> ACTIVITIES:
1/ According to the Neuronascent funding announcement, who is the collaborator on the Down syndrome project?
2/ Pick up the Neuronascent funding announcement after its last sentence and continue it.

> QUOTED PASSAGE:
● ● ●

CLARKSVILLE, MD--(Marketwire - Jun 2, 2011) - Neuronascent, Inc. announced today that the Company has received funding from both the federal government, under the Qualifying Therapeutic Discovery Project for the development of its preclinical therapeutic candidates for neurodegenerative diseases, and from Maryland's Biotechnology Center, to accelerate development of its neurogenic candidate for Down syndrome. The latter project is a collaboration with Dr. Barbara Slusher, Chief Scientific Officer, Johns Hopkins University's NeuroTranslational Brain Center.
Neuronascent aims to develop non-invasive therapeutics for central nervous system indications with high unmet need. The company's lead compounds, currently in preclinical testing, are developed to regenerate neurons and provide specialized neuroprotection for newly generated and surviving neurons under neurodegenerative diseases. These potentially disease-modifying effects aim to improve behavioral outcomes including motor function and memory. Animal studies with these compounds have previously shown a reversal of cognitive loss in aged mice to young levels.

● ● ●

> EXTRACTED DATA:
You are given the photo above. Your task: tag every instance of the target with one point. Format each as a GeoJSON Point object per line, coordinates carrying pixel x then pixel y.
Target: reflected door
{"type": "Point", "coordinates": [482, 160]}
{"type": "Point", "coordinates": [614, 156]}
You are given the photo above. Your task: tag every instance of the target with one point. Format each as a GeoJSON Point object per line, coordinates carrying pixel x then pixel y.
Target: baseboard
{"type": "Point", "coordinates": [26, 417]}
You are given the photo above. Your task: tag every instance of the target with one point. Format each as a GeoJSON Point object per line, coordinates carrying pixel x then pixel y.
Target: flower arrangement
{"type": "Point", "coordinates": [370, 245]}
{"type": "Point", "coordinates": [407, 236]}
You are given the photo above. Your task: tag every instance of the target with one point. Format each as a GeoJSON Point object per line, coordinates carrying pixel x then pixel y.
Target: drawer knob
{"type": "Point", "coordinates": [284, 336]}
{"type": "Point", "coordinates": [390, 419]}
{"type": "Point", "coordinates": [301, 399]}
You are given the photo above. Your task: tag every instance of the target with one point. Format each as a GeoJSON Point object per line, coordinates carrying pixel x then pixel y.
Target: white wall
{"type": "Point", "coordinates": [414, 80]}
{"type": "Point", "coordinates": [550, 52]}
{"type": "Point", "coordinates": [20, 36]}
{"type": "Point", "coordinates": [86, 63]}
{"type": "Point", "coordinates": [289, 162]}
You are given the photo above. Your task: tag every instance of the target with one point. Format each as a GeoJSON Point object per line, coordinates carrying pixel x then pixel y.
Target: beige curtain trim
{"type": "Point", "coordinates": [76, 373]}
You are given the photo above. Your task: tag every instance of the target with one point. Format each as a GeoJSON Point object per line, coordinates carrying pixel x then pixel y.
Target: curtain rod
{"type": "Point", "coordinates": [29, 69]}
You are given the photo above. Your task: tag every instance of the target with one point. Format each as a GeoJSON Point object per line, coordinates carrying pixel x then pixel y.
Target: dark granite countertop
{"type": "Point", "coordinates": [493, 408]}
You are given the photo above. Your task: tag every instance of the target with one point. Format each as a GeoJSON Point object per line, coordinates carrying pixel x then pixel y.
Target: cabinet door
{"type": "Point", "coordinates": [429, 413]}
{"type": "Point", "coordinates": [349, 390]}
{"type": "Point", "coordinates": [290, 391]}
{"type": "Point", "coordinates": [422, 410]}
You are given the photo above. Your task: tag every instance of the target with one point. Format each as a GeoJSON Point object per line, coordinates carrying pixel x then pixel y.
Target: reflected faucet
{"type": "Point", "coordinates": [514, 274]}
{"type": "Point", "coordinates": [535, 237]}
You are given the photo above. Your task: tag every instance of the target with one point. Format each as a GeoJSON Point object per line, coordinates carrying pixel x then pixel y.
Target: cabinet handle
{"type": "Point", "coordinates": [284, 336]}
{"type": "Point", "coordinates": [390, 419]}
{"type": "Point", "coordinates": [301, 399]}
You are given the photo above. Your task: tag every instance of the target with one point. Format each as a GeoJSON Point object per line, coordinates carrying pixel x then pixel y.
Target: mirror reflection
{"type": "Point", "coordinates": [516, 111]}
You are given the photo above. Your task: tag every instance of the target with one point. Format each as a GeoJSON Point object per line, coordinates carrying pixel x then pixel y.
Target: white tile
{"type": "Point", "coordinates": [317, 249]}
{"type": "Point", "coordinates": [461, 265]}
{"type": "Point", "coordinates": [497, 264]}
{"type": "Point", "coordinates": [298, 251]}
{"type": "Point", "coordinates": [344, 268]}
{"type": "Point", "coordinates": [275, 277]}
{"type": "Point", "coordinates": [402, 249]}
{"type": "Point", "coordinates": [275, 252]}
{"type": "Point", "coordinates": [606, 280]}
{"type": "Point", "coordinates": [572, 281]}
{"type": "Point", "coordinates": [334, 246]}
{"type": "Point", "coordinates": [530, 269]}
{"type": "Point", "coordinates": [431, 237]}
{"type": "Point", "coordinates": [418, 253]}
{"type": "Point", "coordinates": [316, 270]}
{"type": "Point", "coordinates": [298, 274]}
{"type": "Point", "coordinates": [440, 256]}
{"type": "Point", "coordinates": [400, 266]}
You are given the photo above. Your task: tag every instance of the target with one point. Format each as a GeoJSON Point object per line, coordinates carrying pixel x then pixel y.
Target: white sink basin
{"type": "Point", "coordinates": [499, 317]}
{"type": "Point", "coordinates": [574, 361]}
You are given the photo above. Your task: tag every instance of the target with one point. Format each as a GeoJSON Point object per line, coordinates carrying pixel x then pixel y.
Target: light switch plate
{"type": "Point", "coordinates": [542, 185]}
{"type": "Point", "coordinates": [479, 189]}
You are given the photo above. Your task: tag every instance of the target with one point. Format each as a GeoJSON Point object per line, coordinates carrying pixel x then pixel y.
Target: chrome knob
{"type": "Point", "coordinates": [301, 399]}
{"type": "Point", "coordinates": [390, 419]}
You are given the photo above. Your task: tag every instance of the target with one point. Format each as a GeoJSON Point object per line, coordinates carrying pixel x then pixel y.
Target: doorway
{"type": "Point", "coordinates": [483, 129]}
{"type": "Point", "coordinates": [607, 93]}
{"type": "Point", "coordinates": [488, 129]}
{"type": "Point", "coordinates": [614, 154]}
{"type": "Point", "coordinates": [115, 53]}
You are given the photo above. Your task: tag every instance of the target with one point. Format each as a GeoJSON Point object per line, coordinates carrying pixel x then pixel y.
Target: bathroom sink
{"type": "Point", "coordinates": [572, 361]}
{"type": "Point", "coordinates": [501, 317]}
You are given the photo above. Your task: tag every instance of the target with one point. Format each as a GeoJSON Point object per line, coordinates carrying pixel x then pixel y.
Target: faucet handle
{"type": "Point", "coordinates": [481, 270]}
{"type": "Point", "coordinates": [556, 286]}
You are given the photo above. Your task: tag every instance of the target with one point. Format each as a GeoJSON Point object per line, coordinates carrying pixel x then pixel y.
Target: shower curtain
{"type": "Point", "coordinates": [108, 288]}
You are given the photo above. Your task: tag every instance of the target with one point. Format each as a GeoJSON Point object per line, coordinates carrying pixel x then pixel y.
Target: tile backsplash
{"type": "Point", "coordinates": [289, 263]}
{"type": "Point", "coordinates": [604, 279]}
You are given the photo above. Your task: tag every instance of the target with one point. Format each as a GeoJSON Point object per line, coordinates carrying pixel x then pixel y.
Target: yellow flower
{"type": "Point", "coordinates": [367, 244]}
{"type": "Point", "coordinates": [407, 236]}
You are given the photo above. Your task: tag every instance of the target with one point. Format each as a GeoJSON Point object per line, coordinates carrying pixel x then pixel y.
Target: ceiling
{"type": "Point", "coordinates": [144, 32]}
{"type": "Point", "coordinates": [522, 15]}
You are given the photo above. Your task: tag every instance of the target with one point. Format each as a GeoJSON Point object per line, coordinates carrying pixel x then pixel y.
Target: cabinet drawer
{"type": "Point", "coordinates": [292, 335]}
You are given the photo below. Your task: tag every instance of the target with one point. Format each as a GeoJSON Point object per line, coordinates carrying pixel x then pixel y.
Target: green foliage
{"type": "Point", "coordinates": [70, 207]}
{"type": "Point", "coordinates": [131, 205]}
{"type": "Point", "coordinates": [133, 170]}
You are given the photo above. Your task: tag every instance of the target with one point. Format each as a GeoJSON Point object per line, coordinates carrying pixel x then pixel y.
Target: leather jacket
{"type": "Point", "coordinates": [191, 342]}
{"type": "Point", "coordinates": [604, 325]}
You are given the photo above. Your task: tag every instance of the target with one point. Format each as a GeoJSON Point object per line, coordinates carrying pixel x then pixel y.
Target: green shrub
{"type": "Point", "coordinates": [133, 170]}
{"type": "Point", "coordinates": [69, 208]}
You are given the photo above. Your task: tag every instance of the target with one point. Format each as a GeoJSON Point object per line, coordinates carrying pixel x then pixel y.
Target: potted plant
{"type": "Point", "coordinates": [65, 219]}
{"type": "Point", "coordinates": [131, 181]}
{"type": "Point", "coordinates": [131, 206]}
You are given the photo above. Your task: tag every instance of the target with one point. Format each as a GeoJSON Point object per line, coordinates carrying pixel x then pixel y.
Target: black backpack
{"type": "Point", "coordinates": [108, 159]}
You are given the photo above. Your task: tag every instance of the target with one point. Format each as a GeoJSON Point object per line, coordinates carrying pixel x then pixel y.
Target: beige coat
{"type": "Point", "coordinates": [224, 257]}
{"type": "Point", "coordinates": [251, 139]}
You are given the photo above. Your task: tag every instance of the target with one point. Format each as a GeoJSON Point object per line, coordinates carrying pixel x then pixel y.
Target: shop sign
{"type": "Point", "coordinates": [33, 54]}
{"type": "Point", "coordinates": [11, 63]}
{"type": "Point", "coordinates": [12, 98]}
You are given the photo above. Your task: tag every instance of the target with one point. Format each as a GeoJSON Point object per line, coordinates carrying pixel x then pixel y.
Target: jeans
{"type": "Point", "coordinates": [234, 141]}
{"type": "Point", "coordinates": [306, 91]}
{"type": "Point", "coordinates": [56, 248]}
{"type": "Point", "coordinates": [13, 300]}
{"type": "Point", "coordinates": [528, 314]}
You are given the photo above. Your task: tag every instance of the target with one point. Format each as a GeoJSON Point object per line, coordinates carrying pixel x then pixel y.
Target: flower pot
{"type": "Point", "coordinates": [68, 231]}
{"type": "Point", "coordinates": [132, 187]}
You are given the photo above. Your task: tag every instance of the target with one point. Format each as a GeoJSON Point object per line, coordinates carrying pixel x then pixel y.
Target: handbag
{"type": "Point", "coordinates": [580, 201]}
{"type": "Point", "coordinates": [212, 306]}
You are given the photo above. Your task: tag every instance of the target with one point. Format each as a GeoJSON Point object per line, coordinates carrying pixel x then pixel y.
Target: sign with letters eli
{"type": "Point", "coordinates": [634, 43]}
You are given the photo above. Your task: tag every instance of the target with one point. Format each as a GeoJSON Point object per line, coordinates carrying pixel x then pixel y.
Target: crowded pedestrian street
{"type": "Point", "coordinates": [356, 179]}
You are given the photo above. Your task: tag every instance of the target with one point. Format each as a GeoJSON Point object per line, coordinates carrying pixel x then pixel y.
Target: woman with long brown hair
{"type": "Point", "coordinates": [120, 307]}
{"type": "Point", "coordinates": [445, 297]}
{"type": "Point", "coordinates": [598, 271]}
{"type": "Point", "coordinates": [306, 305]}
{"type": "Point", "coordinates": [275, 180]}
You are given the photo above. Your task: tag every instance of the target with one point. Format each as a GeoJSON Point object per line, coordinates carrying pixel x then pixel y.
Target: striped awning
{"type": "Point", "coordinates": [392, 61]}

● ● ●

> RESPONSE LIST:
1/ Dr. Barbara Slusher, Chief Scientific Officer of Johns Hopkins University's NeuroTranslational Brain Center.

2/
"These funds will allow us to provide proof-of-principle that our neurogenic therapeutic may be effective for Down syndrome, a new target for drug development," said Judith Kelleher-Andersson, Ph.D., President and Chief Scientific Officer. "These funds also afford us the opportunity to pursue multiple preclinical studies to further develop our lead agents for clinical trials in Alzheimer's and Parkinson's disease."
Founded in 2004 by Dr. Kelleher-Andersson, Neuronascent, Inc. is a small-molecule central nervous system drug discovery company, developing novel therapeutics using their neurogenesis discovery platform. Neuronascent has laboratories in Rockville and Frederick, Maryland.